#### The task:
All lines of the material should be given again exactly.

#### Records supplied

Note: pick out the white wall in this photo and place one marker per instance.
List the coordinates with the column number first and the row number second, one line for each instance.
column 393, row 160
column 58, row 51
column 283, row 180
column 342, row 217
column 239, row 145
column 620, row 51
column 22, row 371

########

#### Exercise response:
Note: pick out the white wall in this photo and place one marker per instance.
List the coordinates with the column number first and the row number second, one line for each instance.
column 393, row 160
column 58, row 51
column 283, row 180
column 342, row 217
column 239, row 145
column 620, row 51
column 22, row 371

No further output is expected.